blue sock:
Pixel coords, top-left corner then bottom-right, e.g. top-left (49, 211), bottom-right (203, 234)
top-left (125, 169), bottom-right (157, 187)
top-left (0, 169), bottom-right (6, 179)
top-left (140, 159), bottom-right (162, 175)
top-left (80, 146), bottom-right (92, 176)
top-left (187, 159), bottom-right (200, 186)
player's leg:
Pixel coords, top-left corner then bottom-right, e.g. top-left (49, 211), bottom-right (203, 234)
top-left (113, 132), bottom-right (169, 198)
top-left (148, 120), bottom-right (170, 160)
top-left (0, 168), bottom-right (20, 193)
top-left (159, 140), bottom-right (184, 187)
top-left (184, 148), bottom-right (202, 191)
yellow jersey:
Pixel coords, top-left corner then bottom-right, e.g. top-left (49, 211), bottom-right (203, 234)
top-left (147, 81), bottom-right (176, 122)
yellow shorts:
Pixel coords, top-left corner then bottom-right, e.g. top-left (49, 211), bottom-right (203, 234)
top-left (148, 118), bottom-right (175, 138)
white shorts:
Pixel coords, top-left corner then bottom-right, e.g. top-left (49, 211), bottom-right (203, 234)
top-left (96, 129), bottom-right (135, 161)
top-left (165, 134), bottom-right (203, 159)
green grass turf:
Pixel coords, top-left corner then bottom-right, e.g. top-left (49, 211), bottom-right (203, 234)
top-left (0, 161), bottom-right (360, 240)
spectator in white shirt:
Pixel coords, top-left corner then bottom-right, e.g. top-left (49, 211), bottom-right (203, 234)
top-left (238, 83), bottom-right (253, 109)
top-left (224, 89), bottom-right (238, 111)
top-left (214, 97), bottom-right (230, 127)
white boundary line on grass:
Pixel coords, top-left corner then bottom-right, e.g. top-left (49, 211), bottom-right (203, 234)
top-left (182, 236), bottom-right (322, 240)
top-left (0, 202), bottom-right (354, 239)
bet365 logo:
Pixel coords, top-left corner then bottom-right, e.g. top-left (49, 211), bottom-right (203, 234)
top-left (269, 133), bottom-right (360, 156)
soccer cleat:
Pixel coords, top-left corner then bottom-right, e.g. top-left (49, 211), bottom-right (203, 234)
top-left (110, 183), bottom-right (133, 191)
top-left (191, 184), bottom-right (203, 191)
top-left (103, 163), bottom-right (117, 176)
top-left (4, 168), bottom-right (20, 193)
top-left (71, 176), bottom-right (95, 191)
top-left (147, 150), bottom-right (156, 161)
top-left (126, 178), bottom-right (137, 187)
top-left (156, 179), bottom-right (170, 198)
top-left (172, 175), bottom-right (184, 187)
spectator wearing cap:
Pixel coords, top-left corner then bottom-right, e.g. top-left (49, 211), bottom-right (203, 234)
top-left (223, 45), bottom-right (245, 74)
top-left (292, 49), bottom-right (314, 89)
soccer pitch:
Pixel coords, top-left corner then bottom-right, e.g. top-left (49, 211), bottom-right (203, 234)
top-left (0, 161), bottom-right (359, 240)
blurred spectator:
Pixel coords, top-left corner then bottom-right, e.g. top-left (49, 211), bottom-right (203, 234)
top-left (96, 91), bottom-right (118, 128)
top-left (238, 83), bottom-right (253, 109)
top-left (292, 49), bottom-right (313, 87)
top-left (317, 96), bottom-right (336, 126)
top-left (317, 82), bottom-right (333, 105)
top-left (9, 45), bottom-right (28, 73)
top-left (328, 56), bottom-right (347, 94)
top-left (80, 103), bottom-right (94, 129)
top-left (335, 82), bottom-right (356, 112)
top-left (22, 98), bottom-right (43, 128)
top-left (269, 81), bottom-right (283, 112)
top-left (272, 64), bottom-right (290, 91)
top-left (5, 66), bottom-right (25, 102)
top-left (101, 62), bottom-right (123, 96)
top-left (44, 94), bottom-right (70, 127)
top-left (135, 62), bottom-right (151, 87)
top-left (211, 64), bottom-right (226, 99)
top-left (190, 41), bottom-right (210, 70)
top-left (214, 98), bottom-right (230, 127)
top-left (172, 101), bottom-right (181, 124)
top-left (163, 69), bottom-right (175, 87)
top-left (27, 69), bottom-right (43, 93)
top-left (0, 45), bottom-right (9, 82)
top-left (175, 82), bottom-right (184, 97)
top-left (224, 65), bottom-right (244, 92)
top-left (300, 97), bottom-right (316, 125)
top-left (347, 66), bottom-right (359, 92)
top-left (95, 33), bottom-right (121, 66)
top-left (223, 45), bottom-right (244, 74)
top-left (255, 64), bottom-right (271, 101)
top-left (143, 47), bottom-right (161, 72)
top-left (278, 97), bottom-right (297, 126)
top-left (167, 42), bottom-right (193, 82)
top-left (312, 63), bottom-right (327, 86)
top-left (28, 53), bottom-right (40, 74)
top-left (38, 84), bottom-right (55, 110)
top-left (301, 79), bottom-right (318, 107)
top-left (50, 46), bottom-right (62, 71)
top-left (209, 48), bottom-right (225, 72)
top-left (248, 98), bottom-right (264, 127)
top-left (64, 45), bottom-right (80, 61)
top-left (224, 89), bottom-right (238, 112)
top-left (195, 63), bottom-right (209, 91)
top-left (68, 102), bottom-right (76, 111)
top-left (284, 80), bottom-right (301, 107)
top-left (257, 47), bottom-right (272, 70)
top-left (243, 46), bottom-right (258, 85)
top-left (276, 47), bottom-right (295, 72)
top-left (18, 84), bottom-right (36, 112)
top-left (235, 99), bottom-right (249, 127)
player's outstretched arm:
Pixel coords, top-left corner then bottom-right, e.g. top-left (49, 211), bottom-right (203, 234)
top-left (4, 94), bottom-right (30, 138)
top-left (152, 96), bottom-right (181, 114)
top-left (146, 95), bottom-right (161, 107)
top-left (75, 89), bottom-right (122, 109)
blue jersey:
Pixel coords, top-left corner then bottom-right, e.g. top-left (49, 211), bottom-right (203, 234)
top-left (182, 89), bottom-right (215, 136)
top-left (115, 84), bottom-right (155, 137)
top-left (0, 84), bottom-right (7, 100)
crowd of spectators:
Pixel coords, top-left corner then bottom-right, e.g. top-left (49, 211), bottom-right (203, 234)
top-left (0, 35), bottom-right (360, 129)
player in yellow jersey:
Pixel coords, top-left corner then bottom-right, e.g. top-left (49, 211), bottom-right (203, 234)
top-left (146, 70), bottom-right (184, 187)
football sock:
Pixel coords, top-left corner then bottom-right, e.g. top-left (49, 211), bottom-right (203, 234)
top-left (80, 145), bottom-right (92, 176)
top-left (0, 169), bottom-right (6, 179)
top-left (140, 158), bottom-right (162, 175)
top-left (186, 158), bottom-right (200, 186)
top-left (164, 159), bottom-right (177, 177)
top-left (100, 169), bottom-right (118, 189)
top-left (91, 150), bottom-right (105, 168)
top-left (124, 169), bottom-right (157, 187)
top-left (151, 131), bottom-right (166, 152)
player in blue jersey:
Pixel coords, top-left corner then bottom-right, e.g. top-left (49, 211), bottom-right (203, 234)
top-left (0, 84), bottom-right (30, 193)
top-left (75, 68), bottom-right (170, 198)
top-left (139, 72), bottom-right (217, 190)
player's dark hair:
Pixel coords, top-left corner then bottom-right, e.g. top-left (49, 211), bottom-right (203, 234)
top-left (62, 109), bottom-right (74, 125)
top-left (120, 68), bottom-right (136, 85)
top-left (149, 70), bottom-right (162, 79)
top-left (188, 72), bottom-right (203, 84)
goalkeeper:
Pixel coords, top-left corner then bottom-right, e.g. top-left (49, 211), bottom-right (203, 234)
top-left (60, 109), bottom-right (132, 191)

********************

Copy each line of the preceding material that contains "white".

white shorts:
spectator in white shirt:
white boundary line on grass:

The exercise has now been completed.